START Extracted data
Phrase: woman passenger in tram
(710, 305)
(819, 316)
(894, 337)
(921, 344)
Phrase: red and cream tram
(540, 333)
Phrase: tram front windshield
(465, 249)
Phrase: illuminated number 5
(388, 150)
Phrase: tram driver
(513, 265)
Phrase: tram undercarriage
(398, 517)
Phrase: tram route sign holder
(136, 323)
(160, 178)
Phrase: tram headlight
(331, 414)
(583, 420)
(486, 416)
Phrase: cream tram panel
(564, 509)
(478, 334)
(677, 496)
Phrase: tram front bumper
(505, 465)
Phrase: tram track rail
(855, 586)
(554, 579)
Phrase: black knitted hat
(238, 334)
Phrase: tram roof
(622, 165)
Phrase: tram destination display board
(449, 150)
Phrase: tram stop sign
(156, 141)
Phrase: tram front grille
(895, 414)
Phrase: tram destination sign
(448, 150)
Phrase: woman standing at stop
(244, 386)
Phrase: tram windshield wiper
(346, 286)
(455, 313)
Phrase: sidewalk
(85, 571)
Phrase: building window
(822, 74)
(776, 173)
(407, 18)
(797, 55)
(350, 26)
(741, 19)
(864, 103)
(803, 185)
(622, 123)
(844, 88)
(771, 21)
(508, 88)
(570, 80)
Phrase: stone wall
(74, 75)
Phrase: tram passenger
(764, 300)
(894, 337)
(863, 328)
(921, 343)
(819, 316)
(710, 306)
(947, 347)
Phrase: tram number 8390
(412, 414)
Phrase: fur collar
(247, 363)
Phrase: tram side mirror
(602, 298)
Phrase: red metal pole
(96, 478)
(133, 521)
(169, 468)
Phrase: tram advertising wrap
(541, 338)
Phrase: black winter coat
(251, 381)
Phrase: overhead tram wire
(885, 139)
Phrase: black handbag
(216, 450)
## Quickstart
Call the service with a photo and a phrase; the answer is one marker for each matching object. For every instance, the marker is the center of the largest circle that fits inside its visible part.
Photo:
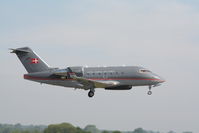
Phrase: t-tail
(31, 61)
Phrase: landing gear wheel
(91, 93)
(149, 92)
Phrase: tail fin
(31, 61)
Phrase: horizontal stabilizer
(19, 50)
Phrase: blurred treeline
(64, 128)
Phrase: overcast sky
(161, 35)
END Extracted data
START Extracted data
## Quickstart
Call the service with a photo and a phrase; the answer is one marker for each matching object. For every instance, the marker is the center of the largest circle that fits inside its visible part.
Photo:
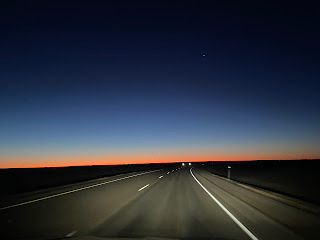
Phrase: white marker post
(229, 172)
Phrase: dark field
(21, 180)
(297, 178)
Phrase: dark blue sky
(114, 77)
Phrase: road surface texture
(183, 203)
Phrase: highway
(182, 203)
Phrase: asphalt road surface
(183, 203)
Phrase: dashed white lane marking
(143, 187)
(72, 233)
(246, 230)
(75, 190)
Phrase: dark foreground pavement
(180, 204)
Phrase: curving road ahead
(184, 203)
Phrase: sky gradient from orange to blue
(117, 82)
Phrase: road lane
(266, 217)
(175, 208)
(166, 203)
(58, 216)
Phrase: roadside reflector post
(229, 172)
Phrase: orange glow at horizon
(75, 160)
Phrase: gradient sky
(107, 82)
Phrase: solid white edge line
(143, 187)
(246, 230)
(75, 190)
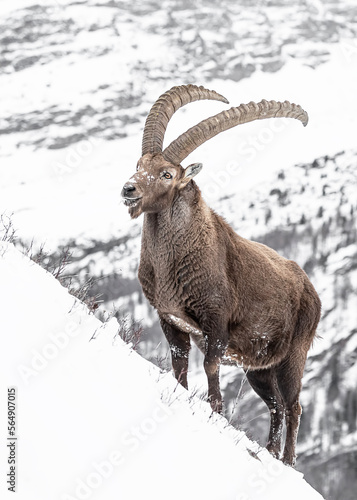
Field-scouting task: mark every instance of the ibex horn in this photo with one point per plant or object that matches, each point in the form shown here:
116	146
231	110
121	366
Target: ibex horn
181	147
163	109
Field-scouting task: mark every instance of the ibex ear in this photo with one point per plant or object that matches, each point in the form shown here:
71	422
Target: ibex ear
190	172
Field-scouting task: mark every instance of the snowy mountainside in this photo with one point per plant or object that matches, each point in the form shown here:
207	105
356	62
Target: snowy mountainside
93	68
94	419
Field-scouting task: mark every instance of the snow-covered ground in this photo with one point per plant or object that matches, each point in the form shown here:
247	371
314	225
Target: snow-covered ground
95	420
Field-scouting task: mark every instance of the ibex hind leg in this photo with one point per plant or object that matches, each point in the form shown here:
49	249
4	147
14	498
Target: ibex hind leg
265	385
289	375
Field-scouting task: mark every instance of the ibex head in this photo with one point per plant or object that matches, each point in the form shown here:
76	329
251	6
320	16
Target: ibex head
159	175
END Extracted data
Check each line of the records above for the string "form", and report every line that has it.

Field-scouting task: mark every instance of the ibex horn in this photo with one point per plant or object that matches, each point in the form shown here:
Field-scouting task: mark every instance of the ibex ear in this photo with one point per plant or object that matches, each point in the form shown here:
Field-scouting task: mark every instance of the snowy mountainside in this photo with one point per plant or object that matches, each point in the form shown here:
Field-scouting task: mark every instance of the snow-covered ground in this photo with one point per plant or object that matches, each point in the form shown here:
Field-scouting task: mark every instance of the ibex hind leg in this photo with one point per plant or object that matches, each point in the form shown here:
Field-scouting task: mark every instance of the ibex head in this photo with one point per plant or object that matches, each point in the form shown here:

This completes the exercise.